====== Supplied entries

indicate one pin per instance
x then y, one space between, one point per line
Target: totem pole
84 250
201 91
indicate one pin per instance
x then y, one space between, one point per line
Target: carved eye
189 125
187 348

============

_What is required_.
Please copy out every entry word for word.

_Task answer_.
indicate one pin per instance
x then y, one space between, one point per line
Target: totem pole
84 250
201 91
indicate one pin per instance
x then y, one space between, one point per line
Target: carved eye
189 125
187 348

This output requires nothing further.